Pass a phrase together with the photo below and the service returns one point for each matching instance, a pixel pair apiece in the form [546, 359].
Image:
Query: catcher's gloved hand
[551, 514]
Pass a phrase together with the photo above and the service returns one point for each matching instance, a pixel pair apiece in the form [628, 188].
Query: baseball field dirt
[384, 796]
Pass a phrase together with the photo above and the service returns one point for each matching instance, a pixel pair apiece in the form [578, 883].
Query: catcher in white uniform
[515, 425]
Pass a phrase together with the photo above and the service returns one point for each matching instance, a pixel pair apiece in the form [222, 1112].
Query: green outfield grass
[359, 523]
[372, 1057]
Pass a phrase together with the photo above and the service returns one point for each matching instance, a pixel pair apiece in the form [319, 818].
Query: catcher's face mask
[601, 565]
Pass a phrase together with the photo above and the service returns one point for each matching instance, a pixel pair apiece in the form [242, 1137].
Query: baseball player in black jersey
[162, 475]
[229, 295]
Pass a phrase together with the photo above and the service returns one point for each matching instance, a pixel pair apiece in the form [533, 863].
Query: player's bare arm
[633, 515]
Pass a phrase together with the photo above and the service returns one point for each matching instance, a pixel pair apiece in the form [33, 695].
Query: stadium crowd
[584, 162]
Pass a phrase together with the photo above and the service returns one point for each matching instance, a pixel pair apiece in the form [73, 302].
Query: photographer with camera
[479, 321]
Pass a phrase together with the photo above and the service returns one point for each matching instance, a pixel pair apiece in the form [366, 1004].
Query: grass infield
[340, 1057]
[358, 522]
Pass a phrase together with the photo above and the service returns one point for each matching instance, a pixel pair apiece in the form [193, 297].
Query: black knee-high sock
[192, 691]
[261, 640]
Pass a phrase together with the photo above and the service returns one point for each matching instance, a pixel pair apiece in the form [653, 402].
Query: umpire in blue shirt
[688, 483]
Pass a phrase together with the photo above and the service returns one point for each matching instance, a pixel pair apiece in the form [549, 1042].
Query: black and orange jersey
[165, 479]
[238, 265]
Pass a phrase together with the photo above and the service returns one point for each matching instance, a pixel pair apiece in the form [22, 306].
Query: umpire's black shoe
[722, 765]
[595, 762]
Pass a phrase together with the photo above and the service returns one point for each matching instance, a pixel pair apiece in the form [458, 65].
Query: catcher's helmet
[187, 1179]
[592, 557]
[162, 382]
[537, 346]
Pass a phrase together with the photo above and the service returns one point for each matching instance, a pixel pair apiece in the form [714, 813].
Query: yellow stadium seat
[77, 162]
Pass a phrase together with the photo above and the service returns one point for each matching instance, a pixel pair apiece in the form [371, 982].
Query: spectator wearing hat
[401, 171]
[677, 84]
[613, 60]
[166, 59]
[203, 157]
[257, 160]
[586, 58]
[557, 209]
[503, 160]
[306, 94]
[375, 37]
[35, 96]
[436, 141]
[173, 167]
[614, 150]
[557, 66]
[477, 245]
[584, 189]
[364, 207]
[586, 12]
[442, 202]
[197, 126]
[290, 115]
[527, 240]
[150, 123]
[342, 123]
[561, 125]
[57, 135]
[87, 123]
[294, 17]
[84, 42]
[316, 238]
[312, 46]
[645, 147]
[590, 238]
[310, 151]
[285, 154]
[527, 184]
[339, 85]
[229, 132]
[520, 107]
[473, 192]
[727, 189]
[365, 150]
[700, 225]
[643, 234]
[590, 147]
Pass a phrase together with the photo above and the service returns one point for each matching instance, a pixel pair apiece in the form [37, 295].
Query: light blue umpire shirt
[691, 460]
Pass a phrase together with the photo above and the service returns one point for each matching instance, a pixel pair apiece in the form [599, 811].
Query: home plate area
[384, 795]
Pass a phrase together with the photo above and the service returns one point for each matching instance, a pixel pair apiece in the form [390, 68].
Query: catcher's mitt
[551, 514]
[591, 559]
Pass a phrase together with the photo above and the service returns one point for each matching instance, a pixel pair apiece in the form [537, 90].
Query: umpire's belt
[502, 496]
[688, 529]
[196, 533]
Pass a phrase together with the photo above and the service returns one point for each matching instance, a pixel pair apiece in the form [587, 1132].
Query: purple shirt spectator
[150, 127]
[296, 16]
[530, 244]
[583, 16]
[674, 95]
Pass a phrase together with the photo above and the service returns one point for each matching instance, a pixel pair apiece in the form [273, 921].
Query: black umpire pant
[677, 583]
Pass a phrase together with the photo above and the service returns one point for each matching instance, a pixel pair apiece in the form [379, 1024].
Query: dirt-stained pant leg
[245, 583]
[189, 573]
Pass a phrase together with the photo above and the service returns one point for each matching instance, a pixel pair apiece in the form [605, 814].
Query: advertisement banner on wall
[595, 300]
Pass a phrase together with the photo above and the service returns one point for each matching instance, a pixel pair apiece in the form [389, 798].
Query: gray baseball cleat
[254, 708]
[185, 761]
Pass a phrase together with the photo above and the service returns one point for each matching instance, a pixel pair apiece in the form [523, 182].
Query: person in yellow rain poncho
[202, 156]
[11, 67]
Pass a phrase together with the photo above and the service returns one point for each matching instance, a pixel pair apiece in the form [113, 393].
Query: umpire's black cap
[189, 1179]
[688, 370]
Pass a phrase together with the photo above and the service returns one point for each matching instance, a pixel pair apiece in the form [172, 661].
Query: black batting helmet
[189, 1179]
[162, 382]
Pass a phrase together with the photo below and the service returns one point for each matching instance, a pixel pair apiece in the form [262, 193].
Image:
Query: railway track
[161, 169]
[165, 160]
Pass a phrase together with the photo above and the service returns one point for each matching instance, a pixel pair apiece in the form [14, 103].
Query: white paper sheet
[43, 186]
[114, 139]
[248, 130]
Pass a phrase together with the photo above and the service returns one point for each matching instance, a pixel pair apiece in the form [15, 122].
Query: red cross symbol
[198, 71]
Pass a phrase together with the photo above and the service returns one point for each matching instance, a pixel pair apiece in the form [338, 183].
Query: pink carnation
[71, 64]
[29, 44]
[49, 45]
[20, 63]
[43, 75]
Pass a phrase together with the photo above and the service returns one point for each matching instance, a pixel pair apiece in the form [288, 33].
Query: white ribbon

> GIVEN REQUEST
Repeat exactly, and only, the lines of the records above, starting with the line that contains "form [113, 393]." and ending with the final line, both included.

> EXERCISE RESPONSE
Pass a phrase together with the photo above and the service returns one point for each matching instance, a pixel pair apiece in the form [113, 393].
Query: umpire's black cap
[189, 1179]
[688, 370]
Pass a phrase together with the photo above and the service returns one point for each matching instance, a pixel pair apiece in the form [172, 661].
Query: black batting helmet
[189, 1179]
[162, 382]
Pass a phrase together with the photo below and the service returns one point for each matching instance, a pixel pair apiece in the form [262, 193].
Image:
Query: railway track
[161, 169]
[165, 160]
Pass a phrase together with the photo above and the service returns one point for each matching instance, a pixel pair apiece in the form [14, 103].
Query: white paper sheet
[43, 186]
[114, 139]
[248, 130]
Pass a phrase together with the photo above and the service returns one point for each matching instance, a pixel pair apiece in the form [15, 122].
Query: red cross symbol
[198, 71]
Pass a phrase together with the photo above and the service returns one point for each matching instance, a pixel pair apiece in the form [338, 183].
Query: pink carnation
[71, 64]
[29, 44]
[49, 45]
[20, 63]
[43, 75]
Pass a phrase together with the photo above and the service returns one point for each matching instance, a pixel pair apiece in the form [288, 33].
Query: white ribbon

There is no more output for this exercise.